- Text provided
House (2008)
6/10
Decent but still heavily flawed
9 September 2014
Getting stranded at a remote, vacant hotel in the woods, two couples find themselves beset by a deranged killer who forces them to confront their inner-most demons buried within them in order to get out alive.

This is an overall quite troubling effort as this really could've been something quite decent but is too heavily flawed to rise above. The biggest issue here is that this one is just way too overall clichéd and familiar to scores of other films where people find themselves trapped at a house or shack in the middle of nowhere that's not what it initially seems at all, and that familiarity makes for this one to simply run through the motions of hitting every single general plot-point without fail. There's the initial meeting with the family that shows them off as general creeps, the scramble throughout the house to secure weapons once the killer arrives and then the play-out with each one forced to confront something troubling from their past which is the main genesis of the film rather than the killers' stalking scenes which are quite problematic since this really only makes a specific point within the film come to pass. If none of these actions that are presented as the most horrific memories and events in their lifetime mean nothing or are not that scary at all, then the film as a whole is just utterly bland and boring during these sequences which is what's presented here. Only one of these events is really all that terrifying and worthy of being that kind of unrelenting psychological torment yet even that is dutifully hindered by the film's Christian morality that comes into play in the final half which is just so problematic that there's almost nothing at all to praise in these scenes. It's all so bland and boring that there's almost a negative impact taken here from the few scares that do occur here which is what's the most troubling part of all this. Those middle scares, especially the frantic search around the house to locate weapons that soon turns into the different torments that are undertaken which comes out of nowhere as this was set-up quite nicely with the human killer in a dark, decrepit house, yet there's a lot to like with these scenes that gets taken away by the unneeded Christian morality that utterly destroys a lot of that.

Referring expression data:
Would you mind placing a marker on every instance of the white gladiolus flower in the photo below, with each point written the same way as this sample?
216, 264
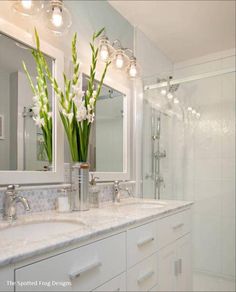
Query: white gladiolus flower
81, 113
66, 104
70, 96
35, 98
70, 116
75, 88
38, 121
94, 93
45, 100
92, 101
90, 118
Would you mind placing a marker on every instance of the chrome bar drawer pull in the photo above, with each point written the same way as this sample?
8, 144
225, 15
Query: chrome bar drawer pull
145, 241
180, 266
75, 274
178, 226
146, 276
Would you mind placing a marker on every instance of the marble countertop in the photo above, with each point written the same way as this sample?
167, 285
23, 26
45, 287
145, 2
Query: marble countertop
92, 223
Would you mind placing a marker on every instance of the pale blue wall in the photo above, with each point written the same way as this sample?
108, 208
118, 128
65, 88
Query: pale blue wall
89, 16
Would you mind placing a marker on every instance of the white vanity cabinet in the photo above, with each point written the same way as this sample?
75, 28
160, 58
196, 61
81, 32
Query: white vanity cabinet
175, 253
85, 268
151, 256
162, 262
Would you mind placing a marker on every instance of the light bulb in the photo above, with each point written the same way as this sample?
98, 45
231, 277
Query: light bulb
176, 101
57, 17
26, 4
119, 61
104, 54
169, 95
132, 70
163, 91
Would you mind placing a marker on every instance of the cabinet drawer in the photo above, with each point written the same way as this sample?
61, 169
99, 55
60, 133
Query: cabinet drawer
141, 242
143, 276
82, 269
173, 227
116, 284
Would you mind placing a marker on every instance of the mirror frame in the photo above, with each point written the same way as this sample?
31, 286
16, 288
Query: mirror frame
38, 177
111, 81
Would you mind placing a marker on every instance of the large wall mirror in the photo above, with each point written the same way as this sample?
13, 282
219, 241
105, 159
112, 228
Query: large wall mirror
22, 139
109, 140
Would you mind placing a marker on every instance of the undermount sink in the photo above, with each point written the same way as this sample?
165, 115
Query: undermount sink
39, 230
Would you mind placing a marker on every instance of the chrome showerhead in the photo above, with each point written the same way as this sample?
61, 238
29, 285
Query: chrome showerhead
173, 88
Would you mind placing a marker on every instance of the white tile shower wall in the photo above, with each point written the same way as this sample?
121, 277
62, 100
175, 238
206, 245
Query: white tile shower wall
210, 167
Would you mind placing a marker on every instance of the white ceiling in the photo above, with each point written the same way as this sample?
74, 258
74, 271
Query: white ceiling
183, 29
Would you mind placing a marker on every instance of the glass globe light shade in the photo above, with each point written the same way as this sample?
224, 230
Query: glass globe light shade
27, 7
170, 95
176, 101
163, 91
58, 18
104, 53
119, 61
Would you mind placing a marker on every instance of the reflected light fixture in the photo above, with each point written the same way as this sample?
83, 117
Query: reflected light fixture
121, 57
163, 91
176, 101
133, 67
58, 17
27, 7
104, 48
169, 95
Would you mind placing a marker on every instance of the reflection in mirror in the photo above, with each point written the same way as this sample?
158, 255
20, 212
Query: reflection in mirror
106, 140
22, 141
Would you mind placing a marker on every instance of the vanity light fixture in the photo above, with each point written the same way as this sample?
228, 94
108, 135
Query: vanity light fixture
169, 95
163, 91
119, 60
104, 48
176, 101
122, 58
133, 68
28, 7
58, 17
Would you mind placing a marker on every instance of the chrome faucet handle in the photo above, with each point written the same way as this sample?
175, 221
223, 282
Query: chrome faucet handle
11, 190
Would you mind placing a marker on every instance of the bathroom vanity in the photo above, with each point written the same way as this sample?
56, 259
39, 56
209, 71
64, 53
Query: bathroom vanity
136, 245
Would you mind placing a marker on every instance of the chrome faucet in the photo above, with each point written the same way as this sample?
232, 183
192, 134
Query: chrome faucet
9, 203
117, 189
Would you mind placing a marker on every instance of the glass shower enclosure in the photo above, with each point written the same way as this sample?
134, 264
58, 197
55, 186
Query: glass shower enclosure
189, 154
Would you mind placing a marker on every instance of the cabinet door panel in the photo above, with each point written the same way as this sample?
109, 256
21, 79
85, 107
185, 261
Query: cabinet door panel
143, 276
116, 284
141, 243
83, 269
184, 260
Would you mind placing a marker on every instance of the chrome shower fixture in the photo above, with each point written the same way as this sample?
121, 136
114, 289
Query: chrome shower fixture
123, 58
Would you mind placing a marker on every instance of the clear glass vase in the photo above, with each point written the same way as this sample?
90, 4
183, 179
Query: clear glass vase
80, 186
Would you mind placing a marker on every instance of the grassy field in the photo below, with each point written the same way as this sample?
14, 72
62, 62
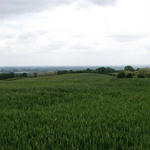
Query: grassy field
75, 112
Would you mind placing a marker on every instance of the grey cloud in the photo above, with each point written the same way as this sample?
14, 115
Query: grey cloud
127, 38
15, 7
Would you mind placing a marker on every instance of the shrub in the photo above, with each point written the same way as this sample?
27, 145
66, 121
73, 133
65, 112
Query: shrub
129, 68
121, 74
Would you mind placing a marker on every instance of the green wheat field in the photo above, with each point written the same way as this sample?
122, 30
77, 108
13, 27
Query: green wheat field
75, 112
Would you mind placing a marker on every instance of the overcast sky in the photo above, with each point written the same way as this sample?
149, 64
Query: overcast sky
74, 32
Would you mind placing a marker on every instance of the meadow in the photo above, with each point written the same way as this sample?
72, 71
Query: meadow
85, 111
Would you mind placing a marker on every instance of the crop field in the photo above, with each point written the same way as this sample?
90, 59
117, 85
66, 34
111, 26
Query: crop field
75, 112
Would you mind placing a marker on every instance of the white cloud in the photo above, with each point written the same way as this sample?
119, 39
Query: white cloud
68, 35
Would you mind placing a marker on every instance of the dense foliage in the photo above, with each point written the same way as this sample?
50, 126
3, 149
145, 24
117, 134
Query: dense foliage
75, 112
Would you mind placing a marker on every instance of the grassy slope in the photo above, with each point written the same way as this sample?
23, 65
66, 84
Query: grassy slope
75, 112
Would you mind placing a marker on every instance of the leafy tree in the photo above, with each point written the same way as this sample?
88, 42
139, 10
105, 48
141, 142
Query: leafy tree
121, 74
129, 68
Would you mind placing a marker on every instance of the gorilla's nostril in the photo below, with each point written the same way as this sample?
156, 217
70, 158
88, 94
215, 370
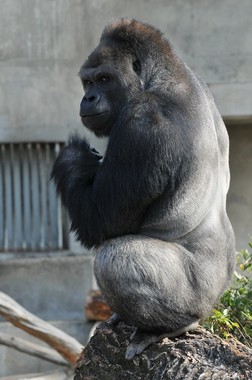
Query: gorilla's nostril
91, 99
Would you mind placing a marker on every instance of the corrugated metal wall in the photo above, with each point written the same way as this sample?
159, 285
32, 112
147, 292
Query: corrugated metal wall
30, 212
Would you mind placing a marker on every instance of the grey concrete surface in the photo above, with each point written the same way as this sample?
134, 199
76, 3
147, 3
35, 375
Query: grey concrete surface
52, 287
43, 44
240, 193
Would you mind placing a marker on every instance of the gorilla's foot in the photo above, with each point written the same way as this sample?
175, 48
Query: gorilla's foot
140, 340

- Exercise set
**A.** In the review of House (2008), how many couples get stranded at the remote hotel?
**B.** Output the review's text between "House (2008)" and "get out alive.", inclusive.
None of the records are needed.

- Responses in order
**A.** Two couples.

**B.**
House (2008)
6/10
Decent but still heavily flawed
9 September 2014
Getting stranded at a remote, vacant hotel in the woods, two couples find themselves beset by a deranged killer who forces them to confront their inner-most demons buried within them in order to get out alive.